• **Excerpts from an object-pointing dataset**
────────────────────────────────────────
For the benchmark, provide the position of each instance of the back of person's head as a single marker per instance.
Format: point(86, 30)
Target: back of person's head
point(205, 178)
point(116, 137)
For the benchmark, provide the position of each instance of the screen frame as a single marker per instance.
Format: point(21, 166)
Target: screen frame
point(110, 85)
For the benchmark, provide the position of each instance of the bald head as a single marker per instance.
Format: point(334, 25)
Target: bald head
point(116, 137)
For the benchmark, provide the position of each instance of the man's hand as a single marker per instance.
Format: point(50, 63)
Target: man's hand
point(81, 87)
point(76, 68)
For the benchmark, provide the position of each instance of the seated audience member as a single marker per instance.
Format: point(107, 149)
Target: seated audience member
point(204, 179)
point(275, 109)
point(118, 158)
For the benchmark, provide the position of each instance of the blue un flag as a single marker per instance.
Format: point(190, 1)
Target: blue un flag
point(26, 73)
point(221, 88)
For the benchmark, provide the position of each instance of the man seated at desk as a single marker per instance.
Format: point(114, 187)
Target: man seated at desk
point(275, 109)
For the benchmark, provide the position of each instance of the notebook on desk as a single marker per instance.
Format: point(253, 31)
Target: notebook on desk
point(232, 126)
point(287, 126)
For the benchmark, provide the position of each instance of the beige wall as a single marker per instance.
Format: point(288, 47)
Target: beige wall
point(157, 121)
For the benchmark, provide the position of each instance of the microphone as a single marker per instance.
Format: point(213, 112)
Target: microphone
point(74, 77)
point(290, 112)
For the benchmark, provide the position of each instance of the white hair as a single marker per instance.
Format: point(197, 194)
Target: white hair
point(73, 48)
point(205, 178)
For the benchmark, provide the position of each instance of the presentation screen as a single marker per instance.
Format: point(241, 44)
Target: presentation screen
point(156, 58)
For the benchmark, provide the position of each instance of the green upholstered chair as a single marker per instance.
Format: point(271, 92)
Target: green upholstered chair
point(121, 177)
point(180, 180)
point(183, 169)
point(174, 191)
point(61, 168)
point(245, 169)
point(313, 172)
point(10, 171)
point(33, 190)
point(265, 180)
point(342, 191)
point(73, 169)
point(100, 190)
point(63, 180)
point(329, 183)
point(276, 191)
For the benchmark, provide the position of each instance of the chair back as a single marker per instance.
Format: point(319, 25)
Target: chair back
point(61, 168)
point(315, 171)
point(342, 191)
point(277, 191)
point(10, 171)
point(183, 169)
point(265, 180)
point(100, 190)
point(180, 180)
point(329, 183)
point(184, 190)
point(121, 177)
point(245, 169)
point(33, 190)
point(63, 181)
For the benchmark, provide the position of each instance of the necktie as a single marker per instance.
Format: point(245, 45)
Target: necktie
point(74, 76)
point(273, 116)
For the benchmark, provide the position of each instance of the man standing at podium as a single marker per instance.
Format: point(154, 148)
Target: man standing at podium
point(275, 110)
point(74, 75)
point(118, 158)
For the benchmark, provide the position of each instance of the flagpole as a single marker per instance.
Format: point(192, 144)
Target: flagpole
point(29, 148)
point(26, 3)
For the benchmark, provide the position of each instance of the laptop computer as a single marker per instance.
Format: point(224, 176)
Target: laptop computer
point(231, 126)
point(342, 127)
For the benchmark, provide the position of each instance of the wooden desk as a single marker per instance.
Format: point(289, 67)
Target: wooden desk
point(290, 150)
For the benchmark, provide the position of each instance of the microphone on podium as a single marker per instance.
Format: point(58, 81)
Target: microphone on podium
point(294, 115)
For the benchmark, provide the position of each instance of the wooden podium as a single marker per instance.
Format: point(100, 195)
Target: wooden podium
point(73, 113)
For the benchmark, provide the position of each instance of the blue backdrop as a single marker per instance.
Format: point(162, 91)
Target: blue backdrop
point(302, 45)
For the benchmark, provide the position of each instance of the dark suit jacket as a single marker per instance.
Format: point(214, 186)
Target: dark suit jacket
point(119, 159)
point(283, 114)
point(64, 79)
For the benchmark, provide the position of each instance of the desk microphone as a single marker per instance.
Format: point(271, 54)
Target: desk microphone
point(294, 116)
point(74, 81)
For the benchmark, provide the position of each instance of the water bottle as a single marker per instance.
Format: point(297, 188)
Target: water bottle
────────────────────────────────────────
• **THE PROBLEM**
Reformat the entire listing above as a numbered list, one line per item, with blank lines omitted.

• **RESULT OF THE TASK**
1. For the benchmark, provide the position of each instance of the back of person's head as a single marker per instance.
2. Format: point(86, 30)
3. Target: back of person's head
4. point(205, 178)
5. point(116, 137)
6. For the benchmark, provide the position of each instance of the screen frame as a single marker per instance.
7. Format: point(21, 166)
8. Target: screen frame
9. point(110, 85)
10. For the benchmark, provide the position of each instance of the bald head as a single marker per instance.
11. Format: point(334, 25)
12. Target: bald head
13. point(116, 137)
14. For the benchmark, provide the position of each instance of the man's hand as a single marker per instance.
15. Format: point(50, 63)
16. Target: man's hand
17. point(81, 87)
18. point(76, 68)
19. For the benchmark, provide the position of each instance of the seated audience member as a single marker per instance.
20. Format: point(107, 149)
21. Target: seated audience member
22. point(204, 179)
23. point(275, 109)
24. point(118, 158)
25. For the benchmark, provide the position of each instance of the blue un flag as a single marker per instance.
26. Format: point(190, 1)
27. Target: blue un flag
28. point(26, 73)
29. point(221, 88)
30. For the benchmark, provide the position of each instance of the man seated at desk as a single marker per instance.
31. Format: point(114, 187)
32. Target: man seated at desk
33. point(275, 109)
34. For the benchmark, provide the position of each instance of the notebook on desk as a single marker per instance.
35. Format: point(253, 31)
36. Target: notebook on desk
37. point(232, 126)
38. point(287, 126)
39. For the benchmark, provide the position of each instance of the beige wall as a single marker per instance.
40. Format: point(288, 47)
41. Target: beige wall
42. point(157, 121)
43. For the benchmark, provide the position of each instance of the microphone as a single marker per instance.
44. Format: point(213, 112)
45. Target: microphone
46. point(74, 77)
47. point(290, 112)
48. For the benchmark, provide the position of each instance of the white hair as a single marker per instance.
49. Format: point(197, 194)
50. Target: white hair
51. point(73, 48)
52. point(205, 178)
53. For the benchmark, provide the position of each instance of the presentation screen as a single marker per instance.
54. Format: point(241, 44)
55. Target: presentation screen
56. point(156, 58)
57. For the benchmark, provide the position of each instance of the green upholstered chair as a single marker per instance.
58. Format: point(271, 92)
59. Target: green upholstered chair
60. point(121, 177)
61. point(180, 180)
62. point(183, 169)
63. point(174, 191)
64. point(61, 168)
65. point(245, 169)
66. point(313, 172)
67. point(10, 171)
68. point(33, 190)
69. point(265, 180)
70. point(342, 191)
71. point(73, 169)
72. point(100, 190)
73. point(63, 180)
74. point(329, 183)
75. point(276, 191)
76. For the benchmark, provide the position of each instance of the chair back as a single marker per instance.
77. Format: point(319, 25)
78. Target: chair back
79. point(61, 168)
80. point(315, 171)
81. point(342, 191)
82. point(277, 191)
83. point(10, 171)
84. point(183, 169)
85. point(265, 180)
86. point(100, 190)
87. point(180, 180)
88. point(329, 183)
89. point(184, 190)
90. point(121, 177)
91. point(245, 169)
92. point(33, 190)
93. point(63, 181)
94. For the benchmark, provide the position of each instance of the necktie as a single marker per instance.
95. Format: point(245, 45)
96. Target: necktie
97. point(74, 76)
98. point(273, 116)
99. For the benchmark, provide the position of each instance of the man standing at podium as a single marker per instance.
100. Format: point(154, 148)
101. Target: man standing at podium
102. point(275, 110)
103. point(74, 75)
104. point(118, 158)
105. For the benchmark, provide the position of each instance of the flagpole as a single marker per instance.
106. Format: point(192, 144)
107. Target: flagpole
108. point(29, 148)
109. point(26, 3)
110. For the benchmark, provide the position of each instance of the laptop computer as a single marker per instance.
111. Format: point(224, 176)
112. Target: laptop computer
113. point(231, 126)
114. point(342, 127)
115. For the benchmark, provide the position of each instance of the wooden desk as a single marker per instance.
116. Format: point(289, 67)
117. Target: wooden desk
118. point(290, 150)
119. For the benchmark, provide the position of each instance of the microphone on podium as a single marker per instance.
120. Format: point(58, 81)
121. Target: microphone on podium
122. point(294, 115)
123. For the benchmark, provide the position of each instance of the wooden podium as a single marker per instance.
124. Format: point(100, 195)
125. Target: wooden podium
126. point(73, 113)
127. For the benchmark, provide the position of each instance of the blue backdrop as a single marker per instance.
128. Format: point(162, 91)
129. Target: blue backdrop
130. point(302, 45)
131. For the benchmark, provide the position of each instance of the dark suit jacket as a single marker per instance.
132. Format: point(214, 186)
133. Target: dark suit jacket
134. point(119, 159)
135. point(283, 114)
136. point(64, 79)
137. For the benchmark, provide the position of each instance of the desk microphone as a single marker per instance.
138. Format: point(271, 54)
139. Target: desk microphone
140. point(294, 116)
141. point(74, 81)
142. For the benchmark, provide the position of each instance of the water bottle as a single marker per instance.
143. Format: point(297, 188)
144. Target: water bottle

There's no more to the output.